◆ PROBLEM 1
Can you shorten the paragraph beginning "Anaerobic respiration first studied by Kostychev" in the excerpt on anaerobic respiration, or turn it into a list, while keeping its main facts?
◆ PROBLEM 2
Using the excerpt on anaerobic respiration, answer each question briefly:
(a) Who first studied anaerobic respiration, and in what year?
(b) What is the site of anaerobic respiration in the cell?
(c) When oxygen is not available, what do yeast and some other microbes convert pyruvic acid into?
◆ PROBLEM 3
How would the excerpt on anaerobic respiration carry on after its final sentence?

◆ EXCERPT PROVIDED
● ● ●

F.Anaerobic respiration

  Anaerobic respiration first studied by Kostychev (1902), Anaerobic respiration is an enzyme-controlled, partial break down of organic compounds (food) without using oxygen and releasing only a fraction of the energy. It is also called intra-molecular respiration (Pfluger, 1875). Anaerobic respiration occurs in the roots of some water-logged plants, certain parasitic worms (Ascaris and Taenia), animal muscle and some microorganisms (bacteria, moulds). In microorganisms anaerobic respiration is often called fermentation.

    Higher organism like plants can not perform anaerobic respiration for long. It is toxic because accumulation of end products, insufficient amount of available energy and causes stoppage of many active process.

    (1) Process of anaerobic respiration : In this process pyruvate which is formed by glycolysis is metabolised into ethyl alcohol or lactic acid and CO2 in the absence of oxygen. Glycolysis is occurs in cytoplasm so the site of anaerobic respiration is cytoplasm.

    C6H12O6 → 2C2H5OH + 2CO2 + 52 Kcal/218.4 kJ

    (i) Formation of ethyl alcohol :  When oxygen is not available, yeast and some other microbes convert pyruvic acid into ethyl alcohol. This is two step process as explained below

    (a) In the first step pyruvic acid is decarboxylated to yield acetaldehyde and CO2. In the presence of Mg++ and TPP (Thiamine pyrophosphate) pyruvate carboxylase.

● ● ●

◆ RECORDS
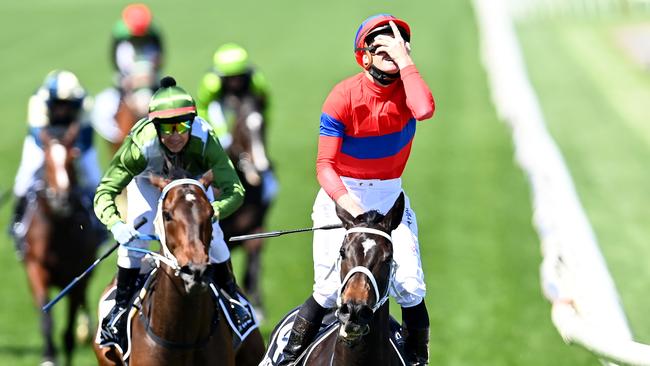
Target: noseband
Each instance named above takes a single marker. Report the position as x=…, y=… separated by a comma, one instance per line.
x=167, y=257
x=362, y=269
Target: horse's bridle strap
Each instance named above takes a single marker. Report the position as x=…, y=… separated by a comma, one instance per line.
x=368, y=230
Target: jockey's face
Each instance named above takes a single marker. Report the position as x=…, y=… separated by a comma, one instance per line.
x=175, y=141
x=63, y=113
x=382, y=61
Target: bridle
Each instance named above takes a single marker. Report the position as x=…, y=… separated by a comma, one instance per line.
x=380, y=300
x=167, y=256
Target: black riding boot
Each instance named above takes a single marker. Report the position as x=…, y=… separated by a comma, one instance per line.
x=416, y=346
x=17, y=228
x=225, y=280
x=304, y=329
x=114, y=324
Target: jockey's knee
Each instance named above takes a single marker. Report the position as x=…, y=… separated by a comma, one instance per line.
x=324, y=299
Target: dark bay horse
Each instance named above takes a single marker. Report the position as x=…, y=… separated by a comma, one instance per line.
x=59, y=241
x=136, y=90
x=362, y=336
x=248, y=154
x=177, y=322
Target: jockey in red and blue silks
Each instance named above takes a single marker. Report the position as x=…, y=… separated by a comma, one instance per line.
x=367, y=127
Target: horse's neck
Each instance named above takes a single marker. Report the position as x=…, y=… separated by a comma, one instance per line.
x=373, y=349
x=177, y=316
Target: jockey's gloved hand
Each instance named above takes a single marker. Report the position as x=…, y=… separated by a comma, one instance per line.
x=123, y=233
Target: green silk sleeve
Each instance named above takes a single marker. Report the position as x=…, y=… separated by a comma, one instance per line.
x=127, y=162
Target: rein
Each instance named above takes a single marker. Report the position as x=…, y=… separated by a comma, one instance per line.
x=166, y=257
x=362, y=269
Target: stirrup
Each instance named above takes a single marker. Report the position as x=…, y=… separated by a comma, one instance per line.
x=113, y=326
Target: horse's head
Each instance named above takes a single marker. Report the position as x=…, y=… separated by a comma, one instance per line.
x=59, y=172
x=186, y=225
x=138, y=86
x=366, y=267
x=248, y=149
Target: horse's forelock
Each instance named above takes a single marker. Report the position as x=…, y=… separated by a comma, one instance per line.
x=370, y=218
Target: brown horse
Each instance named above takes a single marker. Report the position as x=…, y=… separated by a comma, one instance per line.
x=248, y=154
x=178, y=322
x=59, y=241
x=136, y=90
x=362, y=336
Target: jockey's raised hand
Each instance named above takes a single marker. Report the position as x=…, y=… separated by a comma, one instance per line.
x=123, y=232
x=394, y=46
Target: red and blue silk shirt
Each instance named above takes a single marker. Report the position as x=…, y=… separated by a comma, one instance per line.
x=366, y=130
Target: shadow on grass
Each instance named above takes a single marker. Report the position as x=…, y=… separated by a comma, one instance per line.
x=20, y=350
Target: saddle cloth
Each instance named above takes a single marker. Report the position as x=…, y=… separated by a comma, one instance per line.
x=329, y=325
x=147, y=274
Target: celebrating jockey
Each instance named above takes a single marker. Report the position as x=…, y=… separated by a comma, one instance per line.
x=171, y=137
x=366, y=130
x=136, y=53
x=59, y=102
x=230, y=80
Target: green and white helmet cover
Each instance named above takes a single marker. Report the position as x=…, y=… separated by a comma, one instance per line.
x=231, y=59
x=171, y=101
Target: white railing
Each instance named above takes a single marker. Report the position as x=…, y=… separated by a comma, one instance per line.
x=585, y=305
x=523, y=9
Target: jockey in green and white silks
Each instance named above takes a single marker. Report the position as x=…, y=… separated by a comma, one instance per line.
x=231, y=78
x=59, y=102
x=171, y=137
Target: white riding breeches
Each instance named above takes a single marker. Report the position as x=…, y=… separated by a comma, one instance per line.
x=142, y=198
x=32, y=160
x=409, y=288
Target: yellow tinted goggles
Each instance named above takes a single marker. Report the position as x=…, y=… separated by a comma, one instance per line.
x=167, y=129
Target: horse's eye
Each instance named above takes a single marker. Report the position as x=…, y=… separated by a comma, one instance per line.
x=167, y=216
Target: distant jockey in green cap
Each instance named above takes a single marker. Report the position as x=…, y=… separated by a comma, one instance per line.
x=137, y=57
x=231, y=79
x=59, y=102
x=171, y=137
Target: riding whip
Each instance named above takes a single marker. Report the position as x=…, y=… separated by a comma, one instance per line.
x=76, y=280
x=271, y=234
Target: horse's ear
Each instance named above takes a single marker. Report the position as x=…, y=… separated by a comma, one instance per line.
x=158, y=181
x=71, y=134
x=394, y=216
x=45, y=137
x=75, y=153
x=345, y=216
x=207, y=178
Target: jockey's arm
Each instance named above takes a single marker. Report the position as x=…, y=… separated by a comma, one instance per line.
x=226, y=180
x=127, y=162
x=260, y=88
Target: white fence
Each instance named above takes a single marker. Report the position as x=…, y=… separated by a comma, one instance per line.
x=585, y=305
x=576, y=8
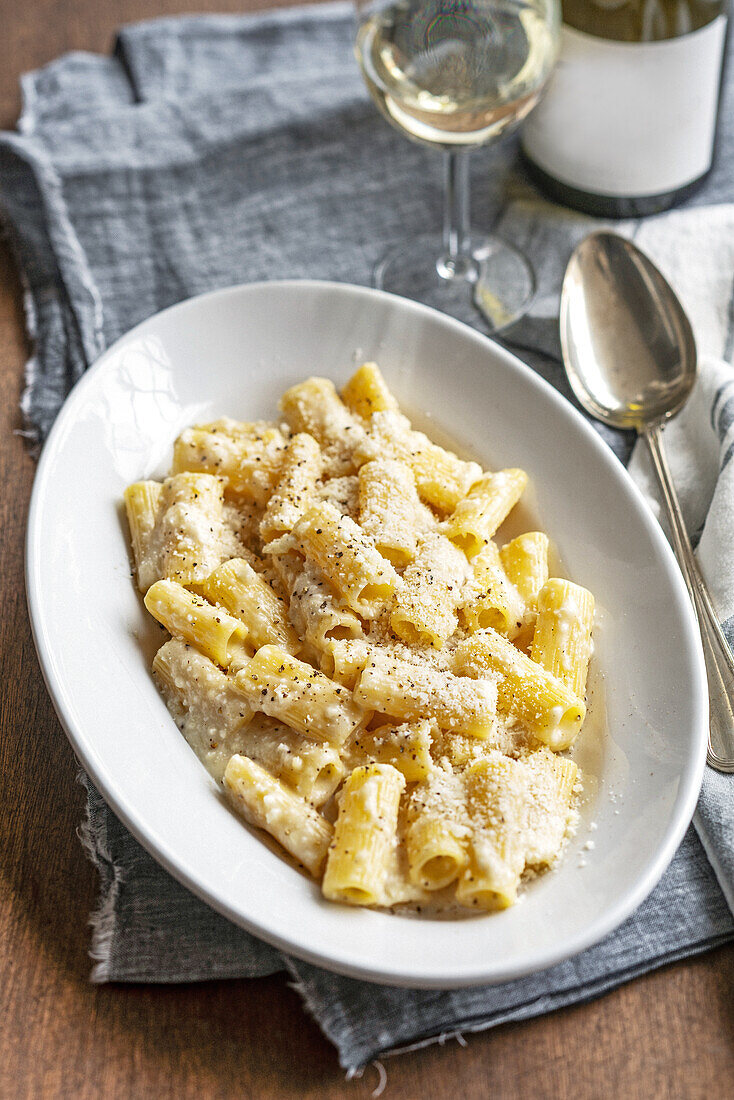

● ● ●

◆ ANSWER BOX 1
- First studied by Kostychev (1902).
- An enzyme-controlled, partial breakdown of organic compounds (food) without oxygen that releases only a fraction of the energy.
- Also called intra-molecular respiration (Pfluger, 1875).
- Occurs in the roots of some water-logged plants, certain parasitic worms (Ascaris and Taenia), animal muscle and some microorganisms (bacteria, moulds).
- In microorganisms it is often called fermentation.

◆ ANSWER BOX 2
(a) Kostychev, in 1902.
(b) The cytoplasm.
(c) Ethyl alcohol.

◆ ANSWER BOX 3
 

    (b) In the second step acetaldehyde is reduced to ethyl alcohol by NADH2 formed in the glycolysis.

    (ii)Production of lactic acid : In this process hydrogen atoms removed from the glucose molecule during glycolysis are added to pyruvic acid molecule and thus lactic acid is formed.

Lactic acid is produced in the muscle cells of human beings and other animals. During strenuous physical activity such as running, the amount of oxygen delivered to the muscle cells may be insufficient to keep pace with that of cellular respiration. Under such circumstances lactic acid is formed which accumulates in the muscle cells and causes muscle fatigue.